Passage provided:
<<<<
There’s something very satisfying when a director is able to scrape together his resources and produce the weird, out-of-contention film of their dreams. In Tarsem’s case (The Cell, with Jennifer Lopez), that film happens to be The Fall, a labor of love shot over four years in the world’s most exotic locations. Unfortunately, the film’s thread of a plot just can’t translate these beautiful vistas into a good film.
In some other universe, this would have made a great children’s story. Set in the early 1900s, a spirited, young Alexandria marches around a hospital with an elevated cast, a box of memorables hanging from her tiny fingers. When her hand-written note is misdirected to another patient, stuntman Roy (Lee Pace), she seeks him out to retrieve it. They come to know each other and he spins an epic fairy tale for mutual benefit: she sneaks him much-needed pain medication and he continues the story. As he tells it, five vividly colorful characters – including Charles Darwin – are out for blood after the evil Lord Odious has crossed their paths and they vow to bring about his end.
The fairy tale comprises the bulk of the film, but being a series of improvised extensions by Roy’s character, it’s really little more than an excuse to send the cast to the most vivid locations, weaving in the personnel of the hospital as he spins. Make no mistake: this is porn for location scouts. From the Taj Mahal to the most alien of deserts, the film accomplishes a number of visual feats by way of location and choreography without much aid from special effects. At two hours long though, there’s simply not enough going on to elevate this film above a yawn – don’t get me wrong, there’s plenty to view, but not much to see.
>>>>
Exercise description: Return everything in the review of The Fall from "In some other" down to "about his end.", copied word for word. The data has no connection to the review of The Fall.

Dataset records:
<<<<
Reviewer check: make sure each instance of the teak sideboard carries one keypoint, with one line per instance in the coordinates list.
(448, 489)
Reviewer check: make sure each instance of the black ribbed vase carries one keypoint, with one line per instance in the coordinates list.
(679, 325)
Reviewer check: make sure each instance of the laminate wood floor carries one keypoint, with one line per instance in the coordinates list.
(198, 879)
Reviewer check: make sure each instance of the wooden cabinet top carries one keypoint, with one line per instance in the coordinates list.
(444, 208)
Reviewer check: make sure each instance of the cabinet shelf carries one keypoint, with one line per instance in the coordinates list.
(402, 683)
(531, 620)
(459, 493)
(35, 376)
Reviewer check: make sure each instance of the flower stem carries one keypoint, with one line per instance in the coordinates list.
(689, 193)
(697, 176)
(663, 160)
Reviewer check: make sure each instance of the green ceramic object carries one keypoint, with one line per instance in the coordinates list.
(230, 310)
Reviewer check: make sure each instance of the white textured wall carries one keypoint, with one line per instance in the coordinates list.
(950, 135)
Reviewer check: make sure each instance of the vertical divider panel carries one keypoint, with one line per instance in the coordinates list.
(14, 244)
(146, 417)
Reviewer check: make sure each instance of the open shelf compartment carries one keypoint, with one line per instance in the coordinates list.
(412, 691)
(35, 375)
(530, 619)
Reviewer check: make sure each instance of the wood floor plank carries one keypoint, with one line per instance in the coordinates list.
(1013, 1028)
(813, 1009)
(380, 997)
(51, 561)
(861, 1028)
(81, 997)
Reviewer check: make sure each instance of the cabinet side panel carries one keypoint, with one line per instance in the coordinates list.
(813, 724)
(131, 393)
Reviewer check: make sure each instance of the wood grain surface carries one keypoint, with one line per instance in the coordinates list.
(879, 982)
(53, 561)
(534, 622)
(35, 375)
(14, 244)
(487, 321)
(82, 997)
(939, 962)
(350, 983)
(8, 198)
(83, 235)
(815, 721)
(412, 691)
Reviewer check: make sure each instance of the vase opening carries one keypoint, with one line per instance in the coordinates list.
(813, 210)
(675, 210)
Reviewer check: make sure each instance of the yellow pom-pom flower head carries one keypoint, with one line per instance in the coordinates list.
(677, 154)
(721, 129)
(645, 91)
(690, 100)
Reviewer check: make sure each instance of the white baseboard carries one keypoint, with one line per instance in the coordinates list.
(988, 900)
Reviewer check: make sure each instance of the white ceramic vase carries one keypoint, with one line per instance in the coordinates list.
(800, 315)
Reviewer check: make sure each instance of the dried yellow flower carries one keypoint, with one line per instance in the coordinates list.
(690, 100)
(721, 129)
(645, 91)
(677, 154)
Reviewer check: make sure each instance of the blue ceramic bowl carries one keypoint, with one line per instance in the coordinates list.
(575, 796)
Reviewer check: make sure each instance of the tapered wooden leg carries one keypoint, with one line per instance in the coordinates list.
>>>>
Solved exercise:
In some other universe, this would have made a great children’s story. Set in the early 1900s, a spirited, young Alexandria marches around a hospital with an elevated cast, a box of memorables hanging from her tiny fingers. When her hand-written note is misdirected to another patient, stuntman Roy (Lee Pace), she seeks him out to retrieve it. They come to know each other and he spins an epic fairy tale for mutual benefit: she sneaks him much-needed pain medication and he continues the story. As he tells it, five vividly colorful characters – including Charles Darwin – are out for blood after the evil Lord Odious has crossed their paths and they vow to bring about his end.